• GIVEN PROBLEM: Everything from the line containing "[locate] cloud (one" to the final line of the records below should be given again exactly, and nothing else.

• Records:

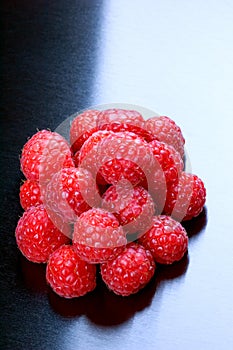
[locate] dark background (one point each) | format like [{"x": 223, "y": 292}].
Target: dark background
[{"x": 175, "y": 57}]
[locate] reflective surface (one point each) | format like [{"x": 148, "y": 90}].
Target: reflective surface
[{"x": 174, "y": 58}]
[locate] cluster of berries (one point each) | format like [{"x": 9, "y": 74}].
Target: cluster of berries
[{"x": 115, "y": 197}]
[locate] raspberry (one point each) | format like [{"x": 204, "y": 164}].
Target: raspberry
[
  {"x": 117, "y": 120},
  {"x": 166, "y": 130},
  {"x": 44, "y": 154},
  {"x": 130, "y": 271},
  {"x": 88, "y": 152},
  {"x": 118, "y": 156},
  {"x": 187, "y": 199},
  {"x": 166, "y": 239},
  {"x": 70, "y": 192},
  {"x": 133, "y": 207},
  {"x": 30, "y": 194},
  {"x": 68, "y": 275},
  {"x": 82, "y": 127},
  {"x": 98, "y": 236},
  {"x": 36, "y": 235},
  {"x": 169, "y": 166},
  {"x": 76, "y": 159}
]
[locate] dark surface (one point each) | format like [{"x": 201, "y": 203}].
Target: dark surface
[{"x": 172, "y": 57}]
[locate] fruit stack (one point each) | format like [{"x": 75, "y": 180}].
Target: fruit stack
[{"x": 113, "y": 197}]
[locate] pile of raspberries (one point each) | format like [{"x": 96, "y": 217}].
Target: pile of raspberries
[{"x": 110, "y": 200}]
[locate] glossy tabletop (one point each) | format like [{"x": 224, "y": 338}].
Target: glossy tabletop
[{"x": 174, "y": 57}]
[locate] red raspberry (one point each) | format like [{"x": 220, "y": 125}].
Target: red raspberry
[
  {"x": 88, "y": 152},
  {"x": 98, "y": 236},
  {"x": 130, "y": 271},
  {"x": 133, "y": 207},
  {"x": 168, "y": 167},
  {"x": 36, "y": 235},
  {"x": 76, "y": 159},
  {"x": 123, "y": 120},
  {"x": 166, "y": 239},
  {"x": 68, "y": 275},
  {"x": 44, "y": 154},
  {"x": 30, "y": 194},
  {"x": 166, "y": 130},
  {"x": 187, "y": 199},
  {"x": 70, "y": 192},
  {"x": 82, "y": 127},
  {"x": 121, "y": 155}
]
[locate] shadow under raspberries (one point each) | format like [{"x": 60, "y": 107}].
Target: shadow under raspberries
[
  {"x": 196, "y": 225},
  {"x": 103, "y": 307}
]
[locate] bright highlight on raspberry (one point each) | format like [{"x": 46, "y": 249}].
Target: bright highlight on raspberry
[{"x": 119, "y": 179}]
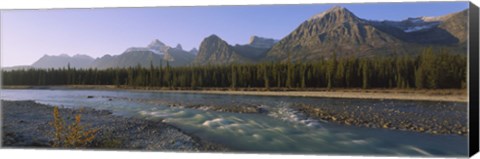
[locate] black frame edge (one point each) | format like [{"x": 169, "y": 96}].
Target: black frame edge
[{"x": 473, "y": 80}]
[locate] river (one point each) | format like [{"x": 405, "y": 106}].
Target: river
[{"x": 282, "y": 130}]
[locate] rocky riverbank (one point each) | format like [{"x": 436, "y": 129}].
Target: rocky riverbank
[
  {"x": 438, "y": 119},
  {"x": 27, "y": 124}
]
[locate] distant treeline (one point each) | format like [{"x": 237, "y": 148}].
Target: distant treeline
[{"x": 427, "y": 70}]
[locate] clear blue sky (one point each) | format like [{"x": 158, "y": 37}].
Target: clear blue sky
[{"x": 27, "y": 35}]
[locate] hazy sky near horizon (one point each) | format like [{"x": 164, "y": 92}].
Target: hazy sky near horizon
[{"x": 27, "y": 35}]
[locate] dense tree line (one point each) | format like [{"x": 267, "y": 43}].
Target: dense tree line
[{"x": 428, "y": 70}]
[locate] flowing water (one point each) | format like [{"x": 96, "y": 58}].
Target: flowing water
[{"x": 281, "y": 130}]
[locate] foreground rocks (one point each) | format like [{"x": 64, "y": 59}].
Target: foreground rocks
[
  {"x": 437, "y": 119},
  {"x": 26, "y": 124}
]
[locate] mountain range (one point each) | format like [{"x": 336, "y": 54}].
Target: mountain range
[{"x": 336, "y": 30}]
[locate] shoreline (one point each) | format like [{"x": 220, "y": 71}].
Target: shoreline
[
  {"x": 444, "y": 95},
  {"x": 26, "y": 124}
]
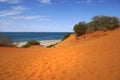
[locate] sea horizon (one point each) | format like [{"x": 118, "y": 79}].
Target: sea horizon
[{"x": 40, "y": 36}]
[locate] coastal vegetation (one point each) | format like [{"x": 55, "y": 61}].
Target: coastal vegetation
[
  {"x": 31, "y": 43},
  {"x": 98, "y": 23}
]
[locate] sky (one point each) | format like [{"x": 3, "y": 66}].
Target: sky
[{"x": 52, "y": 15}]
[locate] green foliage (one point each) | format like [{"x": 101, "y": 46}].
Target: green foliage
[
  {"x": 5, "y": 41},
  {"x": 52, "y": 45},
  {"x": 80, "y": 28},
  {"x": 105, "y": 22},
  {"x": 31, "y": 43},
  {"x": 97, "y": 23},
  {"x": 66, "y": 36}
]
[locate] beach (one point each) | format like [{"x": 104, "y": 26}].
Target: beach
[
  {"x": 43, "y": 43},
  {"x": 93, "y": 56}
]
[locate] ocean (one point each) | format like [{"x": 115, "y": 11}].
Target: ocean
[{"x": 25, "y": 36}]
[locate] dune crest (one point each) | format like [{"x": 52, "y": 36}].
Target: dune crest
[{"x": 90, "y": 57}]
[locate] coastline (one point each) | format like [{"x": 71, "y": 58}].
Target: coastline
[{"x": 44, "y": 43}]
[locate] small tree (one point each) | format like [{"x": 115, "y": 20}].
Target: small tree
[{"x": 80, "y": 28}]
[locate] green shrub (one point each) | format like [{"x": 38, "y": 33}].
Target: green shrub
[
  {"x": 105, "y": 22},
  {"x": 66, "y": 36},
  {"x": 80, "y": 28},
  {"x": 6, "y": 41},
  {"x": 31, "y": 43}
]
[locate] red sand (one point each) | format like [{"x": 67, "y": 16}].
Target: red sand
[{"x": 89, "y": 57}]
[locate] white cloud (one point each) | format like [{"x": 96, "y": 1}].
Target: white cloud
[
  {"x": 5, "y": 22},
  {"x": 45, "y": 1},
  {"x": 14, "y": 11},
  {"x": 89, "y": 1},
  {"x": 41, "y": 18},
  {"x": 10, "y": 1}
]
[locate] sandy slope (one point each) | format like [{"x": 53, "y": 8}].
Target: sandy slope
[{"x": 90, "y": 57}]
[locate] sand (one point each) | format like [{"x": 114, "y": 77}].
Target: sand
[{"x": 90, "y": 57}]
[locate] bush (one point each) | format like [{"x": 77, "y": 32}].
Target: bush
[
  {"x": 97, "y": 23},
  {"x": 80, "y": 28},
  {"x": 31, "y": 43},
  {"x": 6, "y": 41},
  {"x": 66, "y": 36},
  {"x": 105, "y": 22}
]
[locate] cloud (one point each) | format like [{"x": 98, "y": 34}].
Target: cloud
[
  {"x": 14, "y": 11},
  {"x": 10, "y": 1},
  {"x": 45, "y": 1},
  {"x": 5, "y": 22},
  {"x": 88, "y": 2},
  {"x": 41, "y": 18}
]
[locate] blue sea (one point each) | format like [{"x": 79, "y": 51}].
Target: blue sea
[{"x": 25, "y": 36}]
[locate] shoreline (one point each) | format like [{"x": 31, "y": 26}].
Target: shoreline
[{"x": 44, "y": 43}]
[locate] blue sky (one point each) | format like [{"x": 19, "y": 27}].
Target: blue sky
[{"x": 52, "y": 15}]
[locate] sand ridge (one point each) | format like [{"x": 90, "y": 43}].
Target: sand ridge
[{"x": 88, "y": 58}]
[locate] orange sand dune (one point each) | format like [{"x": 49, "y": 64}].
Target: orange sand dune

• EXERCISE RESPONSE:
[locate] cloud (one point each) | format like [{"x": 98, "y": 34}].
Target: cloud
[
  {"x": 14, "y": 11},
  {"x": 10, "y": 1},
  {"x": 45, "y": 1},
  {"x": 5, "y": 22},
  {"x": 88, "y": 2},
  {"x": 41, "y": 18}
]
[locate] blue sea (one point each) | format like [{"x": 79, "y": 51}].
Target: blue sea
[{"x": 25, "y": 36}]
[locate] shoreline (one point each) | format like [{"x": 31, "y": 26}].
Target: shoreline
[{"x": 44, "y": 43}]
[locate] blue sky (one point each) | format like [{"x": 19, "y": 27}].
Target: blue sky
[{"x": 52, "y": 15}]
[locate] sand ridge (one point each) | format like [{"x": 90, "y": 43}].
Target: sand ridge
[{"x": 88, "y": 58}]
[locate] orange sand dune (one point each) | format like [{"x": 49, "y": 64}].
Target: orange sand dune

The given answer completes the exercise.